- [Page]:
────────────────────────────────────────

United States District Court, D. Maine
ORDER ON MOTION TO AMEND
JOHN C. NIVISON, Magistrate Judge.
This matter is before the Court on Counterclaim-Defendants' "Motion to Consider Defendants' 2012 Responsive Pleading and 2013 Counter Demand" (ECF Nos. 209 & 228) (hereinafter "Motion to Amend"). Through their Motion to Amend, Counterclaim-Defendants request that the Court permit them to assert a claim for the value of services related to the maintenance of the property that is the subject of the matter, for damages allegedly caused by the need for Counterclaim-Defendants to defend Counterclaim-Plaintiff Laura Perry's "frivolous and malicious complaint, " and for the costs of their defense. ( Id. ) Following a review of the pleadings, which reflect an extensive procedural history, and after consideration of the parties' arguments, as explained below, the Court denies the Motion.
Counterclaim-Defendants commenced this litigation on May 18, 2012, with the filing of a complaint in the United States District Court for the District of Massachusetts against, among others, Defendants Laura Perry and Alan Perry. In their Complaint, Counterclaim-Defendants alleged that Laura and Alan Perry "engaged in a fraudulent scheme to cause [Counterclaim-Defendants] to assume responsibility for the taxes and upkeep of a cottage in Weld, Maine, by pretending to give the subject property to Plaintiff Alexander as her inheritance' in June of 1995, in order to hide the true ownership of Defendant, Laura Perry, from her husband." (Complaint ¶ 1, ECF No. 1.) Counterclaim-Defendants further asserted that the property was transferred to a trust with Counterclaim-Defendant Alexander as trustee; that Counterclaim-Defendants soon "understood that they had not inherited' anything"; and that Counterclaim-Defendants nevertheless paid the property taxes and maintained the cottage through the years. ( Id. ¶¶ 4-5, 9.) Counterclaim-Defendants further asserted that Laura and Alan Perry "also secretly saddled them with a mortgage in [Counterclaim-Defendant] Alexander's name as trustee of what was in reality a completely different real estate trust, " which mortgage was "filed" to "ensure that [Counterclaim-Defendants] could never sell the property out from under the true owner, Defendant Laura Perry." ( Id. ¶¶ 6-7.)

────────────────────────────────────────

- [Excerpted records]:
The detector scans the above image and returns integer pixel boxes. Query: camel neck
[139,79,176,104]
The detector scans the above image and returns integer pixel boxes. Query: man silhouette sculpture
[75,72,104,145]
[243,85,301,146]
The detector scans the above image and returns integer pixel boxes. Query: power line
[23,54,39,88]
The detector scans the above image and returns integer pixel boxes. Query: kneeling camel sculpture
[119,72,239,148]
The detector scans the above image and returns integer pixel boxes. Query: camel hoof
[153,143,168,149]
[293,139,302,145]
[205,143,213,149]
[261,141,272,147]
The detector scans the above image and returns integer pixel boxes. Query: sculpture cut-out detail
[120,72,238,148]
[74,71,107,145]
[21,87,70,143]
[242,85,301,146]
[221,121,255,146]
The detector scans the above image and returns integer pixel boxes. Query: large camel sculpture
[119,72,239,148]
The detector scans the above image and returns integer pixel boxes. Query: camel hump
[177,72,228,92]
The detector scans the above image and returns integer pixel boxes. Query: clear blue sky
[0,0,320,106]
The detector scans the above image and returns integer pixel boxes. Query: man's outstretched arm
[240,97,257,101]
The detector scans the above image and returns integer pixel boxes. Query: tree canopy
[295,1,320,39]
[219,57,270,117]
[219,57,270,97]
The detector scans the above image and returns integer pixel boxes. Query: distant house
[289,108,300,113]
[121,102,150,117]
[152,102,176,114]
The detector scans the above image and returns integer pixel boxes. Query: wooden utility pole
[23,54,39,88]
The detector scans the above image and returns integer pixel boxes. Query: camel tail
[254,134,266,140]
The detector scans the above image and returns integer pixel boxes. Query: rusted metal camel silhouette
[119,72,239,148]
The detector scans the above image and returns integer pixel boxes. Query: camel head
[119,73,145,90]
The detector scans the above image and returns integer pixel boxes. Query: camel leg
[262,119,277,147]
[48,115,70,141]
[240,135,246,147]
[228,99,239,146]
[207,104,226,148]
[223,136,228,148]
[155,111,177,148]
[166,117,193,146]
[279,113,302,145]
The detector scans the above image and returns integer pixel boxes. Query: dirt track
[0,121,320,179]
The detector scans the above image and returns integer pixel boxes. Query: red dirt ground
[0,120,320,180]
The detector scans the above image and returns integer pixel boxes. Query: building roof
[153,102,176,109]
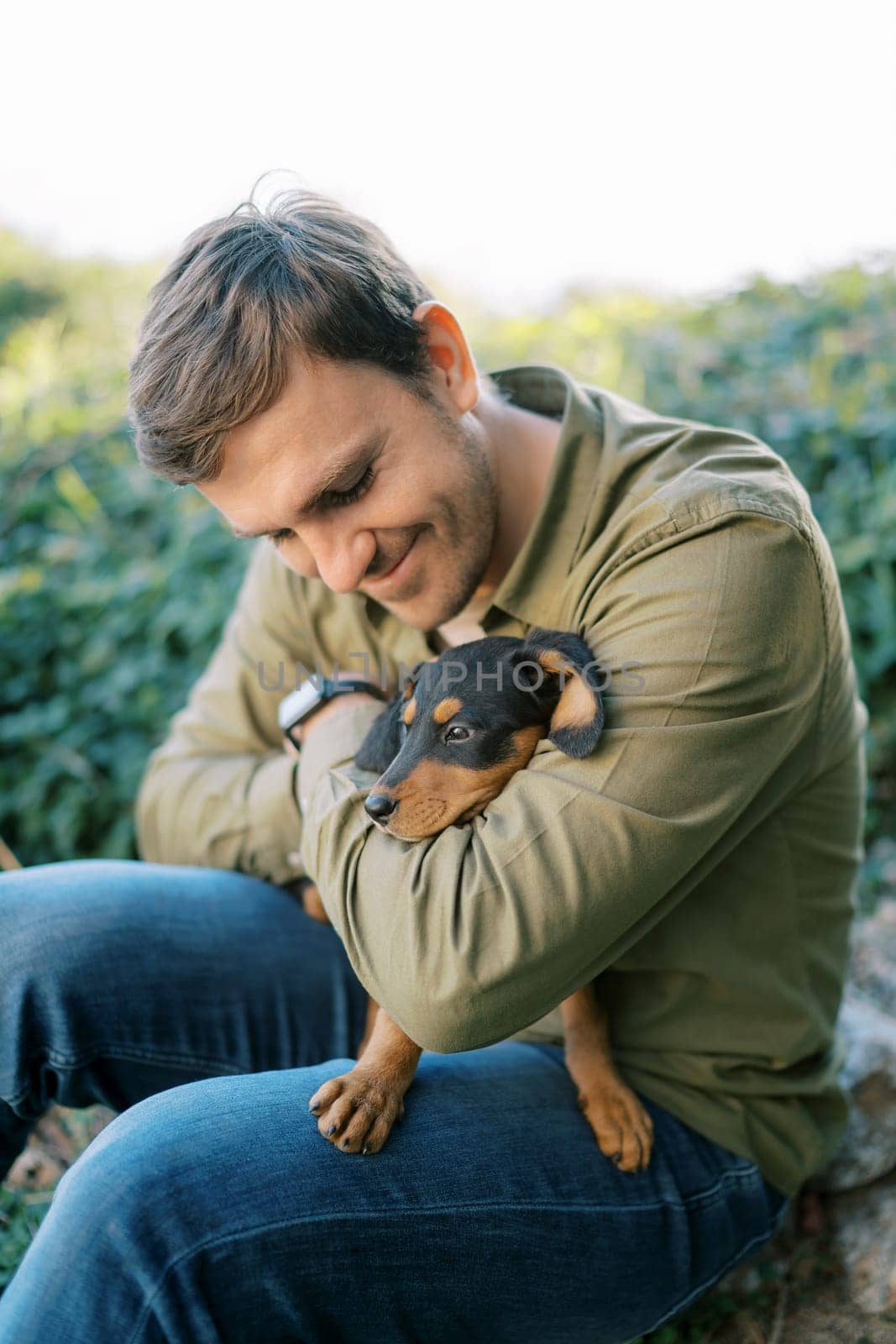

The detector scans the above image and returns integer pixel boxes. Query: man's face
[197,360,498,630]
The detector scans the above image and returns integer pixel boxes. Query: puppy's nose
[364,793,398,822]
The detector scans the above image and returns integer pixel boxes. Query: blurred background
[0,0,896,1322]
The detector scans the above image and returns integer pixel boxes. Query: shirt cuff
[245,751,308,885]
[297,701,385,816]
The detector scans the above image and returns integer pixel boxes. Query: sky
[0,0,896,312]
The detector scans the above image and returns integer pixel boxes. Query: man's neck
[454,401,563,610]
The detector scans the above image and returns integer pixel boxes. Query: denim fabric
[0,860,787,1344]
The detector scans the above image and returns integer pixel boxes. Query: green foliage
[0,1188,52,1293]
[0,233,896,864]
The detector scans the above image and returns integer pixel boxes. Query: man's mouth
[367,533,421,596]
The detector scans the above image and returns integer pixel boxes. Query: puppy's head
[354,629,603,840]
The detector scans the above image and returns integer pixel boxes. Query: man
[0,192,867,1344]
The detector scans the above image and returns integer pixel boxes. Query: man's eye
[329,466,374,508]
[267,466,375,546]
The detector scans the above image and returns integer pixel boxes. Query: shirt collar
[365,365,603,633]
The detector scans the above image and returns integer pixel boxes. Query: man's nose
[291,527,376,593]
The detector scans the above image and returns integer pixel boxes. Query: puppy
[302,629,652,1172]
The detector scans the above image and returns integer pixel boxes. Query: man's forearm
[134,743,304,885]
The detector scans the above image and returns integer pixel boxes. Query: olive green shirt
[137,365,867,1194]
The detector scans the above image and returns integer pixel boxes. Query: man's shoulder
[579,386,817,564]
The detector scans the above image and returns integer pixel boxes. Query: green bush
[0,233,896,864]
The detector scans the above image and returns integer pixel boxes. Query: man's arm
[298,511,826,1053]
[136,540,322,883]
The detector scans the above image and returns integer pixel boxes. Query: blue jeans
[0,860,787,1344]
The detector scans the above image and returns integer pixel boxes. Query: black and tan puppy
[304,629,652,1172]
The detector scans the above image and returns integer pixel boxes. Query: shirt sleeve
[136,540,322,885]
[300,509,826,1053]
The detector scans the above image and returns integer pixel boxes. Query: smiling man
[0,191,867,1344]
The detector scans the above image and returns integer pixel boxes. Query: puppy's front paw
[576,1074,652,1172]
[307,1064,408,1153]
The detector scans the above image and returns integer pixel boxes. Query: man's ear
[513,627,603,757]
[354,695,406,774]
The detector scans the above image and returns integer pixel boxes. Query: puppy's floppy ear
[354,661,426,774]
[513,627,603,757]
[354,695,406,774]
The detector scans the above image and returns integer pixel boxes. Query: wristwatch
[277,676,385,748]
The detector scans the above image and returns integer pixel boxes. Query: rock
[829,1174,896,1312]
[806,995,896,1192]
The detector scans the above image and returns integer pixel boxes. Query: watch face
[277,680,322,732]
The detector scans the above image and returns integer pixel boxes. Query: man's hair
[129,186,502,486]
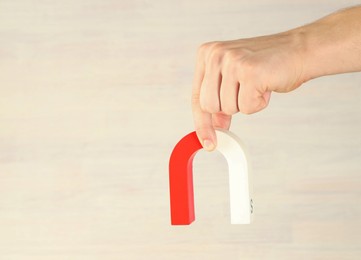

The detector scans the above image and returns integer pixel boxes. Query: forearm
[292,6,361,81]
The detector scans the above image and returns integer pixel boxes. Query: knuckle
[223,50,237,64]
[200,99,220,114]
[207,42,225,63]
[222,106,238,116]
[238,102,256,115]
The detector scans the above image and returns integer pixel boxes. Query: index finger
[192,47,217,151]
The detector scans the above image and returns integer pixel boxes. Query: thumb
[193,104,217,151]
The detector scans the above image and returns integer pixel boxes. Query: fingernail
[203,139,215,151]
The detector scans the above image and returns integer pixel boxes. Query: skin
[192,6,361,151]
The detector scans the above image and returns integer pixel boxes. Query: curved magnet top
[169,130,252,225]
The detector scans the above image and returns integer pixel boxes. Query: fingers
[192,45,217,151]
[192,42,270,151]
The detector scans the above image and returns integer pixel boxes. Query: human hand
[192,31,306,151]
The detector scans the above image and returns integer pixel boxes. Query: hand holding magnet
[169,130,253,225]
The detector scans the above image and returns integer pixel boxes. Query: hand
[192,31,306,150]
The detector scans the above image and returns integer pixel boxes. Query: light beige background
[0,0,361,260]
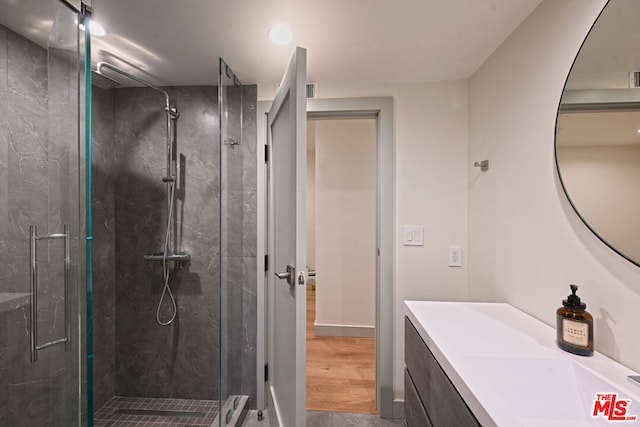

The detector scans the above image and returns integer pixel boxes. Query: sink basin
[461,355,640,427]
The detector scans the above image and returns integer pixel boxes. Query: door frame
[256,97,398,418]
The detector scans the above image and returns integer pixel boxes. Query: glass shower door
[216,59,248,426]
[0,1,85,426]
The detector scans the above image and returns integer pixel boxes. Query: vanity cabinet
[404,317,480,427]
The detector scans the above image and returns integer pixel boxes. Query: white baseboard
[313,323,376,338]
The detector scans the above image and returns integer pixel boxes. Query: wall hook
[473,160,489,172]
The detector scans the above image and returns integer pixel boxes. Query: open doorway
[256,97,396,418]
[306,118,377,413]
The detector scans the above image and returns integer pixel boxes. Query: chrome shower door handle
[29,224,71,363]
[275,265,296,286]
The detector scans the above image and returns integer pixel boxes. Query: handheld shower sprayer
[96,62,191,326]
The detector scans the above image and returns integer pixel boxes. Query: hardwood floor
[307,286,378,414]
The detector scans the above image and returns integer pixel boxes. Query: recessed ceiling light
[269,24,293,45]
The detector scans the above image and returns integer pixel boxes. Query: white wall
[307,120,316,269]
[315,119,377,336]
[258,80,470,399]
[469,0,640,370]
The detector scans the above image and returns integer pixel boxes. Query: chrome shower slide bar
[29,224,71,363]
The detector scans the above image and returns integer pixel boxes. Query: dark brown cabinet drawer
[404,369,431,427]
[404,317,480,427]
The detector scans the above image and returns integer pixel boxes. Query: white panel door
[267,47,307,427]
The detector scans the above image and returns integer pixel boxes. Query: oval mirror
[555,0,640,266]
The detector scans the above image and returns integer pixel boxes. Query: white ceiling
[0,0,541,85]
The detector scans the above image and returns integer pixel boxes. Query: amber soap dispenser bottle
[556,285,593,356]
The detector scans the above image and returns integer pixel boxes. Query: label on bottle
[562,319,589,347]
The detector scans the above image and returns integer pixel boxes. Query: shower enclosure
[0,1,86,426]
[0,0,257,426]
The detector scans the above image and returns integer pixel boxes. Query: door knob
[275,265,296,286]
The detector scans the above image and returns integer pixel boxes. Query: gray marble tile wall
[0,27,79,426]
[106,86,257,408]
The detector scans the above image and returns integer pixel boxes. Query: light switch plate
[449,245,462,267]
[402,225,424,246]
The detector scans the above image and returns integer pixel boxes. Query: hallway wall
[258,80,470,405]
[314,119,377,337]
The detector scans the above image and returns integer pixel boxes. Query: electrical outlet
[449,246,462,267]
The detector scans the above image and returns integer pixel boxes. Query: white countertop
[405,301,640,427]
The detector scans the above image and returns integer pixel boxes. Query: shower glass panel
[0,0,85,426]
[218,59,250,426]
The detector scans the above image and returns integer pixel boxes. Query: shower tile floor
[94,397,218,427]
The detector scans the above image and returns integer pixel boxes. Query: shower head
[164,107,180,120]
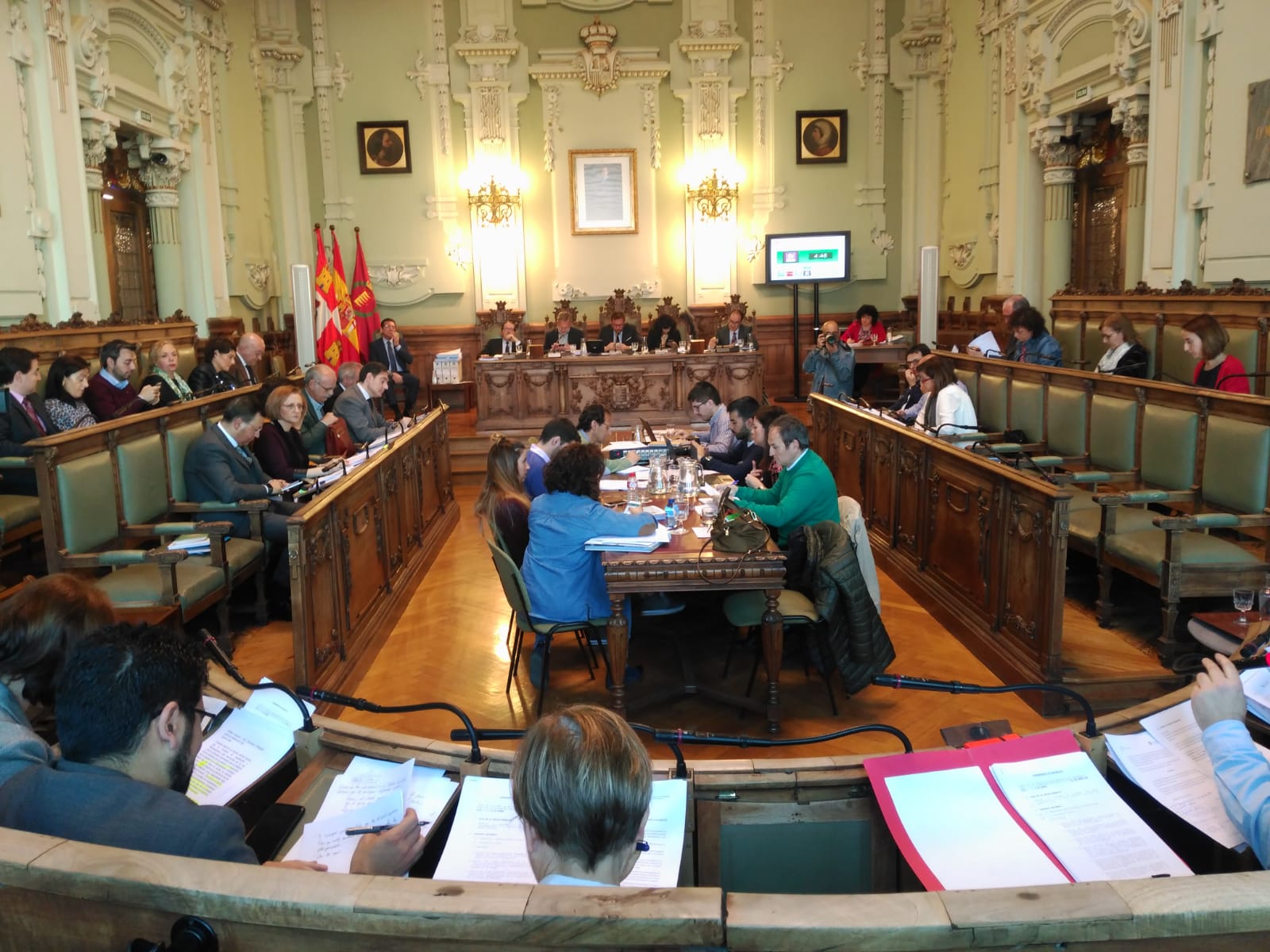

────────────────────────────────────────

- [Complete the following]:
(a) From the court order, return the passage that begins at the words "United States District Court, D." and stops after the words "denies the Motion.".
(b) According to the court order, on what date did the Counterclaim-Defendants commence this litigation?

- [The results]:
(a)
United States District Court, D. Maine
ORDER ON MOTION TO AMEND
JOHN C. NIVISON, Magistrate Judge.
This matter is before the Court on Counterclaim-Defendants' "Motion to Consider Defendants' 2012 Responsive Pleading and 2013 Counter Demand" (ECF Nos. 209 & 228) (hereinafter "Motion to Amend"). Through their Motion to Amend, Counterclaim-Defendants request that the Court permit them to assert a claim for the value of services related to the maintenance of the property that is the subject of the matter, for damages allegedly caused by the need for Counterclaim-Defendants to defend Counterclaim-Plaintiff Laura Perry's "frivolous and malicious complaint, " and for the costs of their defense. ( Id. ) Following a review of the pleadings, which reflect an extensive procedural history, and after consideration of the parties' arguments, as explained below, the Court denies the Motion.

(b) May 18, 2012.